■ What the task asks
Return each record shown beneath, word for word.

------------------------------------------------------------------------

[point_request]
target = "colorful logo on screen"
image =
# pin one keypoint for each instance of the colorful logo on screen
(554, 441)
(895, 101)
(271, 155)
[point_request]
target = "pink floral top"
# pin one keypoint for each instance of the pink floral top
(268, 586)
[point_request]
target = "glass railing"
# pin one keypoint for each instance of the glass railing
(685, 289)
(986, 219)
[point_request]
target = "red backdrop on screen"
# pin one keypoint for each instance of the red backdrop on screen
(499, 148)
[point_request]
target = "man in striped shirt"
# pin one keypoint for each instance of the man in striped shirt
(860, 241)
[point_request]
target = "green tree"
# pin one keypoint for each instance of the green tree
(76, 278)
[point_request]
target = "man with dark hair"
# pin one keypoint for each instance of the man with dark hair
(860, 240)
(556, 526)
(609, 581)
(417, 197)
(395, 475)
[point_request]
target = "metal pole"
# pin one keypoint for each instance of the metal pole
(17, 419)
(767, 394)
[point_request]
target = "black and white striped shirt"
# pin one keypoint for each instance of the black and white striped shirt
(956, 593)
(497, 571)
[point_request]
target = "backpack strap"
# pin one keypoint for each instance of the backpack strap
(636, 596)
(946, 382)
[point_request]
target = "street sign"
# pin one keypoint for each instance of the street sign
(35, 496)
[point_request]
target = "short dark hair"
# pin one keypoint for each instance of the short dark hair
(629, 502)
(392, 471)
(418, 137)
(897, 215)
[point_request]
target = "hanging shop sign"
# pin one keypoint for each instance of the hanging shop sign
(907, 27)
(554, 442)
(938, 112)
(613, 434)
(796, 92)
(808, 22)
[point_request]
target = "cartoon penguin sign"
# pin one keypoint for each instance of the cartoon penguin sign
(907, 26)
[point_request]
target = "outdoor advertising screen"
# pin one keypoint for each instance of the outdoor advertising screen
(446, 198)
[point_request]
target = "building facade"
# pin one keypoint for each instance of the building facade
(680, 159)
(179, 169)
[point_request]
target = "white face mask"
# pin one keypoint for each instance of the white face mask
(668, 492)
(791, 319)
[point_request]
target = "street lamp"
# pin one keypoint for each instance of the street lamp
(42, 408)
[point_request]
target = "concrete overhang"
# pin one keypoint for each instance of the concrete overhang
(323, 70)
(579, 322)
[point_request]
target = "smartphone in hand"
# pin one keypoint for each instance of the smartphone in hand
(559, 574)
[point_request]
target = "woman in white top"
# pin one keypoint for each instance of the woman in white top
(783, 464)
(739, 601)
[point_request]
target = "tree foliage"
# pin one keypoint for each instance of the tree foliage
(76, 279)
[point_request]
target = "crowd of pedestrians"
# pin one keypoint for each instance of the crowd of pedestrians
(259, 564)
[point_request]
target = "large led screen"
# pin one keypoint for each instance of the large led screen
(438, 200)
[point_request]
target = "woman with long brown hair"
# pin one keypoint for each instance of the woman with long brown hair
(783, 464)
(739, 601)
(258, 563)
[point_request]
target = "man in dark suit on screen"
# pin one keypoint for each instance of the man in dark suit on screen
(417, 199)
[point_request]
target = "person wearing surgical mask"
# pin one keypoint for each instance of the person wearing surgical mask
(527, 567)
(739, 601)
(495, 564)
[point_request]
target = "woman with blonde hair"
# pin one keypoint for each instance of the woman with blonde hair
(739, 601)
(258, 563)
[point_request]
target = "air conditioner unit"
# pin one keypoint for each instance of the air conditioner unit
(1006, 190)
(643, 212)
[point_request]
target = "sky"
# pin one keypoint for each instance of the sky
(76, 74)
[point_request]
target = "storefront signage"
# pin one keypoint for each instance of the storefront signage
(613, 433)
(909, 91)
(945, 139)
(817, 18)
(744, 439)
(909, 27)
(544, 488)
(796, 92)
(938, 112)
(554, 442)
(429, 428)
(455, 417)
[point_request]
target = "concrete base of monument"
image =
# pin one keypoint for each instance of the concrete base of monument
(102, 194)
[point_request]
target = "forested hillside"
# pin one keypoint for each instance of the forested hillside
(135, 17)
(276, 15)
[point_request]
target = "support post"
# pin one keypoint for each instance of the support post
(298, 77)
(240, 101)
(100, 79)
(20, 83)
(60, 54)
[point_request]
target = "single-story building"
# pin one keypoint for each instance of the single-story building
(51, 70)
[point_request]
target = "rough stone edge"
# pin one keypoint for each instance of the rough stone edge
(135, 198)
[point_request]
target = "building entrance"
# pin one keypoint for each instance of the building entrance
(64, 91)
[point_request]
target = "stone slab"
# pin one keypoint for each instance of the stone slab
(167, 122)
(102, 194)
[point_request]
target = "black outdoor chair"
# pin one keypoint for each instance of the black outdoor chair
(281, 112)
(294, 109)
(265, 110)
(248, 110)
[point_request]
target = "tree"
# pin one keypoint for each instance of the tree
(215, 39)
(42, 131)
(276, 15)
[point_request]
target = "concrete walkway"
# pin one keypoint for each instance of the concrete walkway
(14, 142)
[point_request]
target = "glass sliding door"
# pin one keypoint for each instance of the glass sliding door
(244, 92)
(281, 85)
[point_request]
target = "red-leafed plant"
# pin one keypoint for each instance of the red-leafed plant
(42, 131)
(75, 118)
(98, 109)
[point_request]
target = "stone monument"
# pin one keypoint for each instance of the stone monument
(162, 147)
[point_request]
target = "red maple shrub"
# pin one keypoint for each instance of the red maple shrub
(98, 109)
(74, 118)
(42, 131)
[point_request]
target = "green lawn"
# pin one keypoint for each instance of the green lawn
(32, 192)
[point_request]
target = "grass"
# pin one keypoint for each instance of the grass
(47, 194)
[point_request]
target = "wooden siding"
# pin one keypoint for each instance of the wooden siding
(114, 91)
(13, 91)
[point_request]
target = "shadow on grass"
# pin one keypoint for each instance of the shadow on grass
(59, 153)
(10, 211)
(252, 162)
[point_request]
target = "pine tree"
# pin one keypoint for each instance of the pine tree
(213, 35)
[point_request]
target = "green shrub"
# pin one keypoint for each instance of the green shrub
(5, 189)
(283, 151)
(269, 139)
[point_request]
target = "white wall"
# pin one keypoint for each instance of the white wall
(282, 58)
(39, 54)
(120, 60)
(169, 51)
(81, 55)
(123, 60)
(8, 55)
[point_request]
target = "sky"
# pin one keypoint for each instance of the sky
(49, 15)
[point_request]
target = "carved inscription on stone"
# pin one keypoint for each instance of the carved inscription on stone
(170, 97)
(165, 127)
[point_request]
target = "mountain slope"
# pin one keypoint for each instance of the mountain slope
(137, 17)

------------------------------------------------------------------------

■ Reply to the exercise
[point_request]
target = "colorful logo on screen"
image =
# pin one keypoint for each instance of the colorful logo on screen
(554, 441)
(895, 101)
(271, 155)
[point_request]
target = "pink floral top"
# pin one keypoint for each instance of the pink floral top
(268, 586)
[point_request]
target = "glass railing"
# pin one keypoint for each instance of the glass railing
(685, 289)
(986, 219)
[point_request]
target = "red backdrop on screen"
# pin one keypoint for each instance of the red backdrop on screen
(499, 148)
[point_request]
target = "man in striped shirt"
# pin one keypoint for each instance of the man in striped shirt
(860, 241)
[point_request]
target = "green tree"
# pin one keypoint for each instance of the green tree
(76, 278)
[point_request]
target = "man with dark hair"
# pin one keypoint for each instance of the man with dark hair
(860, 240)
(556, 526)
(609, 581)
(417, 197)
(395, 475)
[point_request]
target = "metal pole"
# pin one keypoint for each instance of the metal pole
(17, 419)
(767, 394)
[point_request]
target = "black and white striped shirt"
# pin one keypoint for each instance of the black and white striped shirt
(956, 593)
(497, 571)
[point_request]
target = "backpack strap"
# pin one keypoint for each instance of the backpack strap
(636, 596)
(946, 382)
[point_request]
target = "street sign"
# pin one keypoint for each instance of the street sign
(35, 496)
[point_request]
target = "short dark hair"
# pin one keypoint for each instance of the short dark hair
(629, 502)
(392, 471)
(418, 137)
(897, 215)
[point_request]
target = "hanging shop sign"
# pin one keypoint for each instance of the hanging shop sign
(907, 27)
(554, 442)
(938, 112)
(613, 434)
(796, 92)
(808, 22)
[point_request]
target = "cartoon penguin sign"
# pin one keypoint for each instance of the cartoon penguin sign
(907, 26)
[point_request]
target = "outdoor advertising screen"
# pin one keypoint for each instance of the outdoor advertising screen
(446, 198)
[point_request]
target = "building facade"
# pin one keypoint for each instance of the building facade
(680, 159)
(179, 169)
[point_request]
target = "white face mask"
# pin one keypoint for each instance of the white face mask
(668, 492)
(791, 319)
[point_request]
target = "street lamp"
# pin one keypoint for each instance of the street lamp
(42, 408)
[point_request]
target = "concrete overhang"
# pin one keypoint for each instance of the concrete overhang
(323, 70)
(579, 322)
[point_request]
target = "smartphone in hand"
# pin one keypoint for each instance of the smartphone in hand
(559, 574)
[point_request]
target = "woman in white top"
# pin one keypoint for each instance of the woman in white top
(783, 464)
(739, 601)
[point_request]
target = "tree foliage"
# pin one keypoint for each instance of the tree foliage
(76, 279)
[point_request]
target = "crowd of pedestrians"
# pin one keypoint for each instance of the crowd of pedestrians
(259, 564)
[point_request]
target = "large led screen"
# pin one keypoint for each instance of the large led screen
(438, 200)
[point_request]
target = "woman with long brown hair"
# pin one keypoint for each instance of the woman with long brown hair
(783, 464)
(739, 601)
(258, 563)
[point_request]
target = "man in dark suit on screen"
# pin one keypoint for each instance of the man in dark suit on screen
(417, 199)
[point_request]
target = "person wearing surgical mask"
# pin one keypoint for each instance of the person wearing surgical mask
(527, 567)
(739, 601)
(495, 564)
[point_request]
target = "woman with blonde hair"
# pin one keypoint for each instance of the woman with blonde hair
(739, 601)
(258, 563)
[point_request]
target = "air conditioner unit"
# pin one keypoint for each instance of the air conditioner unit
(1006, 190)
(643, 212)
[point_request]
target = "sky"
# pin one keypoint for each instance of the sky
(76, 74)
[point_request]
target = "storefront signage"
# pin one keypoint for each instance of the storefront signage
(613, 433)
(909, 91)
(945, 139)
(817, 18)
(744, 439)
(909, 27)
(544, 488)
(796, 92)
(938, 112)
(554, 442)
(429, 428)
(455, 417)
[point_request]
target = "concrete base of monument"
image =
# pin one keypoint for each instance of the concrete base of monument
(102, 194)
[point_request]
target = "forested hillside"
# pin one keypoint for each instance of the forested hillside
(135, 17)
(276, 15)
[point_request]
target = "support post"
# pin one keypoint for each instance of the support post
(298, 77)
(240, 101)
(100, 79)
(20, 83)
(60, 54)
[point_request]
target = "single-story building"
# pin one keypoint for each instance of the single-story building
(51, 70)
[point_request]
target = "rough stone edge"
# pin one keypoint for each instance of the rough stone edge
(135, 198)
[point_request]
target = "building entrance"
# pin one keypoint for each instance of the building entrance
(64, 91)
[point_request]
target = "stone slab"
# pin one keypoint for each instance of the stone slab
(167, 122)
(102, 194)
[point_request]
target = "black outdoor chair"
# pin one keypoint for each instance of the black outdoor chair
(281, 112)
(294, 109)
(265, 110)
(248, 110)
[point_request]
target = "tree"
# pin one keypoint for each instance of the tree
(215, 39)
(42, 131)
(276, 15)
[point_request]
target = "concrete walkway"
# pin one keypoint for each instance of the concrete walkway
(14, 142)
[point_request]
target = "glass sliding door"
# pin one keypoint for each instance of the glass sliding door
(244, 92)
(281, 85)
[point_request]
target = "red-leafed plant"
# pin one keypoint for each instance of the red-leafed plant
(42, 131)
(75, 118)
(98, 109)
[point_request]
target = "stone monument"
# pin one keypoint for each instance of the stone monument
(162, 147)
[point_request]
target = "red maple shrub"
# pin one keypoint for each instance of the red maple shrub
(98, 109)
(74, 118)
(42, 131)
[point_request]
target = "green lawn"
# pin one keypoint for each instance of the green lawn
(32, 192)
[point_request]
target = "grass"
# pin one keypoint for each instance of the grass
(47, 194)
[point_request]
target = "wooden siding"
# pin one keypoint for each instance of the wooden siding
(114, 91)
(13, 91)
[point_request]
target = "shadow on grass"
# pin one keypoint for each instance of the shadow on grass
(59, 153)
(10, 211)
(252, 162)
[point_request]
target = "pine tree"
# pin one keypoint for each instance of the pine tree
(213, 35)
[point_request]
target = "green shrub"
# pin one keypoint for each instance of the green shrub
(5, 189)
(283, 151)
(269, 139)
[point_request]
target = "white wall"
# pin one keypoint for each instance of the white wall
(282, 58)
(39, 54)
(120, 60)
(169, 51)
(81, 55)
(123, 60)
(8, 55)
[point_request]
target = "sky"
# pin one keypoint for each instance of the sky
(49, 15)
[point_request]
target = "carved inscription on stone"
# pin one keypoint for each instance of the carved inscription on stone
(170, 97)
(165, 127)
[point_request]
target = "mountain slope"
# pin one keypoint for each instance of the mountain slope
(137, 17)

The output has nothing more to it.